╭─ DATA RECORDS

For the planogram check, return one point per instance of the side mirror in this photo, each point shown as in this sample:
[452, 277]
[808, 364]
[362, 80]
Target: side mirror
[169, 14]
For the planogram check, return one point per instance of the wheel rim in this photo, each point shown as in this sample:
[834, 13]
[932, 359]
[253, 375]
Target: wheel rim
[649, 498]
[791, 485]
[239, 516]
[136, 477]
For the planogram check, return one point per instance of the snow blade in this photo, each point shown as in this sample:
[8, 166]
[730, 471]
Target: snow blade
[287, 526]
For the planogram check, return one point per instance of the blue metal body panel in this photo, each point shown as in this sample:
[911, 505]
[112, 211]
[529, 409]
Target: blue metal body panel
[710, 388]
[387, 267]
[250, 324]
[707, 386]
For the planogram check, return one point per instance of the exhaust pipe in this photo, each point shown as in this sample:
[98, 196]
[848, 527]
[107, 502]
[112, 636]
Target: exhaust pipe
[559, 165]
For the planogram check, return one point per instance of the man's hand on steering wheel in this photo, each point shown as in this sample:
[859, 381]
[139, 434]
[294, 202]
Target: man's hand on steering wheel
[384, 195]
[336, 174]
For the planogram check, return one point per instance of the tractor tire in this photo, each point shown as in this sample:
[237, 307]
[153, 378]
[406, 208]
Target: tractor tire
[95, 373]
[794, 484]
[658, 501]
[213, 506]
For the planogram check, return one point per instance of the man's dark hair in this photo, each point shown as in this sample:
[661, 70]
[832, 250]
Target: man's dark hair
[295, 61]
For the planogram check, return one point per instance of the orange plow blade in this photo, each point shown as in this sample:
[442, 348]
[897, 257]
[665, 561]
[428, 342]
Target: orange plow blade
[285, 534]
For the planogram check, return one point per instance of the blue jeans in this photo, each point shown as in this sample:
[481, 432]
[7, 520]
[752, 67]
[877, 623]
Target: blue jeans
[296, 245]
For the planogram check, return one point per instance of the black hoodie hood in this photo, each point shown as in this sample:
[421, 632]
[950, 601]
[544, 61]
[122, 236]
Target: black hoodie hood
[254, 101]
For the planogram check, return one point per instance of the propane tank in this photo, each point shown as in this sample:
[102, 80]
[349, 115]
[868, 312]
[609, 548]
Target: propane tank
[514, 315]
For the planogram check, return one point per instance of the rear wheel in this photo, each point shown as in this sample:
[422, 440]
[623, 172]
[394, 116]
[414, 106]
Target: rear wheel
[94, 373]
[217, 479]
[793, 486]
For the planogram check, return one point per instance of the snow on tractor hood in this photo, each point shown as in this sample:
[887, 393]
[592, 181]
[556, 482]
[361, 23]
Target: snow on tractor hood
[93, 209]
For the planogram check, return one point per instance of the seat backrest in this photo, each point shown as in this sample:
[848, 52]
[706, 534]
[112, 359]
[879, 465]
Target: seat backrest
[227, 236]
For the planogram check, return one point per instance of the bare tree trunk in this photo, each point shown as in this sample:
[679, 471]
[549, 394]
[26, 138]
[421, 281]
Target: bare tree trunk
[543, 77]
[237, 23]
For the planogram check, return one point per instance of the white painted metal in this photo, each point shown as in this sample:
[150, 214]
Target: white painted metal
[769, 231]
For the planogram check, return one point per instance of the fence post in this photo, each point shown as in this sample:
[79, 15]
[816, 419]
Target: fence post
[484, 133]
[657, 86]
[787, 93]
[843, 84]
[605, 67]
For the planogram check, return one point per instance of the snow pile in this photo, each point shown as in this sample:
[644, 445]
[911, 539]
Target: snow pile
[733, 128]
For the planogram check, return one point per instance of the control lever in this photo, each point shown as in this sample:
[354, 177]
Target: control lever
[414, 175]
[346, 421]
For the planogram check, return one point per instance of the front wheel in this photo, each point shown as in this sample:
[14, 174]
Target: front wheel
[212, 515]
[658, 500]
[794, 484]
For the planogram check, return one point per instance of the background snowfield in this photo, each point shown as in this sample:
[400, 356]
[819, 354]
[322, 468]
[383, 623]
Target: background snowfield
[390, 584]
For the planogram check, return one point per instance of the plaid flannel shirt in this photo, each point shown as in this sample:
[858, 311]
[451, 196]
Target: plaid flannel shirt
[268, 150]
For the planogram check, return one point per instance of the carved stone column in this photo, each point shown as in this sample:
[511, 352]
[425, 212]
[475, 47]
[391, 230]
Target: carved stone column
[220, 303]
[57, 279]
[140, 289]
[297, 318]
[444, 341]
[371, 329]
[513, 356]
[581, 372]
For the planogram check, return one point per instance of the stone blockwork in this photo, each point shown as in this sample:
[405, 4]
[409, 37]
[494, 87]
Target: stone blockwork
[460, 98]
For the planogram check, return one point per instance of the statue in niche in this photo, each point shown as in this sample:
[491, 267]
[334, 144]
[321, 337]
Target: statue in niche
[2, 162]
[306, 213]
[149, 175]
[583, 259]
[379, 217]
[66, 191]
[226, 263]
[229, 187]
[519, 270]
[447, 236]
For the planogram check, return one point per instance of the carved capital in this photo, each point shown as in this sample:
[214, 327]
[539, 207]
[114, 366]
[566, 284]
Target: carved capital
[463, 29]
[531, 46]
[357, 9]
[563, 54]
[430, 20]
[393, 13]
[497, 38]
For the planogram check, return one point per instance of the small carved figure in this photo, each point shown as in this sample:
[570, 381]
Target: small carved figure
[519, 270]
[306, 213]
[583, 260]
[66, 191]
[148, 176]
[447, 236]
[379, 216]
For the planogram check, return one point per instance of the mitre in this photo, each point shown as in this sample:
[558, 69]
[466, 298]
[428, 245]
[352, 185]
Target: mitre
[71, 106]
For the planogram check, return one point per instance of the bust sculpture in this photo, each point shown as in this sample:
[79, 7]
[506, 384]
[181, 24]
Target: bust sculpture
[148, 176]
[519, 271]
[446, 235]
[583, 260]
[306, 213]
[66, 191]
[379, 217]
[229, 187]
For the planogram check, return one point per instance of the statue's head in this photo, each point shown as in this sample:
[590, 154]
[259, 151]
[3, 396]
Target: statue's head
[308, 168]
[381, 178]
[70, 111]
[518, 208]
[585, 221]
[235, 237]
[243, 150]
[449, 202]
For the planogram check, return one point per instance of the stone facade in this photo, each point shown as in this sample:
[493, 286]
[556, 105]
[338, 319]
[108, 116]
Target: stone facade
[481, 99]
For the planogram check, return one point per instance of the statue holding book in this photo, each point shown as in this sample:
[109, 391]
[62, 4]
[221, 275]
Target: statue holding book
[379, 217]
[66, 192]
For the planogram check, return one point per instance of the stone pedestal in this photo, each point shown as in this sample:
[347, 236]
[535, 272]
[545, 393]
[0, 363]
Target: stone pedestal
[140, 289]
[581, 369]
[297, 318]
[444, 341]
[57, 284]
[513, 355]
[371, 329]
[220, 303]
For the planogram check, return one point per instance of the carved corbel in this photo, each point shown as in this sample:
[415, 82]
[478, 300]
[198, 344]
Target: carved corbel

╰─

**WHAT IS EXPECTED**
Could you reproduce the data above exactly as given?

**OUTPUT BELOW**
For the planogram check, return one point per instance of the side mirror in this photo, each point shown as in this sample:
[452, 277]
[808, 364]
[362, 80]
Target: side mirror
[169, 14]
For the planogram check, return one point per instance of the wheel rim in this photo, each point shown as in this sample:
[834, 13]
[932, 359]
[253, 375]
Target: wheel rim
[649, 498]
[791, 485]
[239, 516]
[136, 477]
For the planogram check, return one point per instance of the snow blade in this photo, each point shown as in this sample:
[8, 166]
[730, 471]
Target: snow blade
[287, 526]
For the planogram check, return one point per instance of the blue metal body panel in this photo, each point shown as in this sample:
[911, 505]
[112, 211]
[529, 409]
Target: blue metal body panel
[710, 388]
[387, 267]
[250, 324]
[707, 386]
For the planogram check, return one point per instance of the exhaust pipe in this photo, each point shown as in this sample:
[98, 196]
[848, 527]
[107, 502]
[112, 636]
Target: exhaust pipe
[559, 165]
For the planogram check, return one point per instance of the man's hand on steering wheel in this photo, each point shown as in this sample:
[859, 381]
[139, 434]
[294, 202]
Target: man's hand on steering wheel
[384, 195]
[336, 174]
For the planogram check, return one point per instance of the tractor tire in this photo, each point shown as in this sample:
[237, 307]
[153, 378]
[406, 208]
Target: tractor tire
[95, 373]
[794, 484]
[658, 501]
[213, 506]
For the planogram check, return one point per instance of the man's dark hair in this photo, each point shown as in this sample:
[661, 70]
[832, 250]
Target: man's dark hair
[295, 61]
For the planogram check, return one point per instance of the orange plow blade in this photo, each point shown as in this sample:
[442, 348]
[897, 257]
[665, 561]
[428, 342]
Target: orange plow blade
[285, 534]
For the planogram check, return one point per instance of the blue jeans in this photo, each point shown as in this sample:
[481, 432]
[7, 520]
[752, 67]
[877, 623]
Target: blue jeans
[296, 245]
For the planogram check, return one point per instance of the black hoodie hood in this photo, each point shown as in this sample:
[421, 632]
[950, 601]
[544, 61]
[122, 236]
Target: black hoodie hood
[254, 101]
For the planogram check, return one point per instance of the propane tank in this photo, each point shown as in this sample:
[102, 80]
[349, 115]
[868, 312]
[609, 548]
Target: propane tank
[514, 315]
For the planogram check, return one point per instance of the rear wheel in this photo, each point shown as in this sample:
[422, 440]
[623, 172]
[394, 116]
[414, 106]
Target: rear wheel
[94, 373]
[217, 479]
[793, 486]
For the planogram check, return one point per instance of the snow on tractor hood in this photo, each point shown as in this sample:
[887, 393]
[592, 181]
[556, 482]
[361, 23]
Target: snow on tractor hood
[93, 209]
For the planogram check, return one point per instance of the seat backrest in this photo, each point shown as in this sample:
[848, 52]
[706, 534]
[112, 359]
[879, 465]
Target: seat backrest
[227, 236]
For the planogram check, return one point per instance of the bare tree trunk in this photo, each point shown as in this sample:
[679, 471]
[549, 394]
[26, 138]
[421, 281]
Target: bare tree trunk
[543, 77]
[237, 23]
For the planogram check, return one point per instance of the white painted metal in this photo, each point shown as in this sample:
[150, 214]
Target: white painted metal
[769, 231]
For the planogram check, return one point per instance of the fence post in this photo, each point shown as in this sample:
[79, 15]
[816, 419]
Target: fence post
[484, 133]
[657, 86]
[787, 93]
[843, 84]
[605, 67]
For the planogram check, return one point per instance of the snow pile in this photo, each point shown as in this sample:
[644, 445]
[911, 539]
Target: snow pile
[733, 128]
For the planogram check, return one point per instance of the control lever in this photo, each point shown as in this sample:
[354, 177]
Target: control lever
[414, 175]
[346, 421]
For the planogram check, return one point per instance of the front wheel in this photo, each point shown as in this sample:
[14, 174]
Target: front wheel
[212, 515]
[658, 500]
[794, 484]
For the planogram check, return one point per instance of the background snowfield in this photo, each point shown as in this sample:
[400, 356]
[819, 354]
[322, 468]
[383, 623]
Target: background snowfield
[390, 584]
For the planogram check, return one point per instance of the plaid flannel shirt in this photo, each point shown as in this sample:
[858, 311]
[451, 196]
Target: plaid flannel shirt
[268, 150]
For the planogram check, return one point per instance of the carved stone column in this photo, each point shown as in this sample:
[511, 352]
[425, 212]
[475, 47]
[391, 230]
Target: carved stone column
[220, 303]
[57, 279]
[140, 289]
[297, 318]
[444, 341]
[371, 329]
[513, 356]
[581, 372]
For the planogram check, return one point per instance of the stone blockwork in this photo, each point shown as in this sample:
[405, 4]
[409, 37]
[494, 87]
Target: stone blockwork
[460, 98]
For the planogram check, return one point per instance of the statue in niche in this photo, each point shown as in this sample:
[491, 267]
[334, 144]
[321, 337]
Target: statue in niche
[2, 162]
[306, 213]
[149, 175]
[583, 259]
[379, 217]
[66, 191]
[226, 263]
[229, 187]
[519, 270]
[447, 236]
For the planogram check, return one point per instance of the carved capital in this photo, each point shown as in this sample:
[214, 327]
[539, 207]
[114, 366]
[566, 284]
Target: carved capital
[463, 29]
[531, 46]
[357, 9]
[563, 54]
[430, 20]
[393, 13]
[497, 38]
For the planogram check, return one point per instance of the small carved figure in this photo, each point shown as in this sample:
[570, 381]
Target: small carved figure
[519, 270]
[306, 213]
[583, 260]
[66, 191]
[148, 176]
[447, 236]
[379, 216]
For the planogram check, return one point per instance of the mitre in this photo, each point shown as in this sample:
[558, 69]
[466, 298]
[428, 245]
[352, 185]
Target: mitre
[71, 106]
For the planogram check, return one point per instance of the bust sculpture in this photo, each point shown as in this sample:
[79, 7]
[506, 384]
[181, 24]
Target: bust sculpture
[148, 176]
[519, 271]
[446, 235]
[583, 260]
[306, 213]
[66, 191]
[379, 217]
[229, 187]
For the planogram check, return one point per instance of the statue's head in this photo, each point shown as in this sample:
[590, 154]
[259, 151]
[3, 396]
Target: statue's head
[308, 168]
[381, 178]
[70, 111]
[518, 208]
[585, 221]
[235, 237]
[243, 150]
[449, 202]
For the planogram check, return one point per instance of the stone facade in this photo, each point shown as in this sample:
[493, 286]
[556, 105]
[338, 319]
[108, 116]
Target: stone facade
[481, 99]
For the planogram check, return one point per instance of the statue holding book in this photo, each point shown as in this sample:
[109, 391]
[62, 4]
[221, 275]
Target: statue holding book
[379, 217]
[66, 192]
For the planogram check, return one point per instance of the stone pedestal in this photo, each point shown as in this sample:
[347, 236]
[535, 272]
[545, 393]
[0, 363]
Target: stone pedestal
[140, 289]
[581, 369]
[297, 318]
[444, 341]
[57, 284]
[513, 355]
[371, 329]
[220, 303]
For the planogram check, return one point per instance of the carved corbel in this photo, each point shown as in this sample:
[415, 82]
[478, 300]
[198, 344]
Target: carved corbel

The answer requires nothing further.